* RECORDED INFORMATION
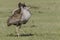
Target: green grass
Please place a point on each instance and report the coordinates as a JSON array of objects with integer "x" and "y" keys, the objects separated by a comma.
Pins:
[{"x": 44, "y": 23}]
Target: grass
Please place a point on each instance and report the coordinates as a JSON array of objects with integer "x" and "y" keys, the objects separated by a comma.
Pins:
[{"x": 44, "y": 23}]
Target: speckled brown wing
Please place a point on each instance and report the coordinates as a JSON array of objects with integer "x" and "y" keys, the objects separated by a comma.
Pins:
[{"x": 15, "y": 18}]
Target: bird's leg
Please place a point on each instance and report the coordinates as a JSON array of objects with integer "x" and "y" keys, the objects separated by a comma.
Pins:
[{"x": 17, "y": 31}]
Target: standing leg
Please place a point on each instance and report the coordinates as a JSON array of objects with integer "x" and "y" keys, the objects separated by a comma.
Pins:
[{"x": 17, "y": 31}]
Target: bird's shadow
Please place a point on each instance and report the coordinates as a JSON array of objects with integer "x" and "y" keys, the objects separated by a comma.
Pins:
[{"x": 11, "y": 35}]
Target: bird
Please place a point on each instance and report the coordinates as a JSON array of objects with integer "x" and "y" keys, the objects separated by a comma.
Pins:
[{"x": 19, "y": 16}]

...

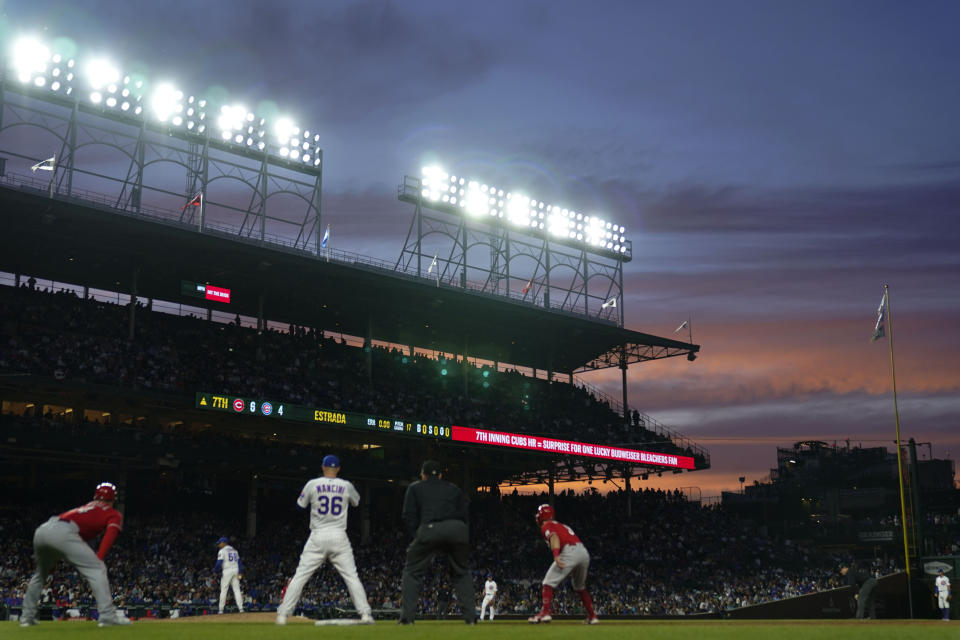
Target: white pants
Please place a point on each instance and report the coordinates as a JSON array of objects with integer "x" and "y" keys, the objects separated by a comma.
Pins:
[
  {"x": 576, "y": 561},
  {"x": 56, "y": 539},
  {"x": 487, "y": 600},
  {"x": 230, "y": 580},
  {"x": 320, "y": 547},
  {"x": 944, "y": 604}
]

* WHAT TO DO
Count the lines of the data above that contain the string "bird", and reply with only that number.

* SOLUTION
3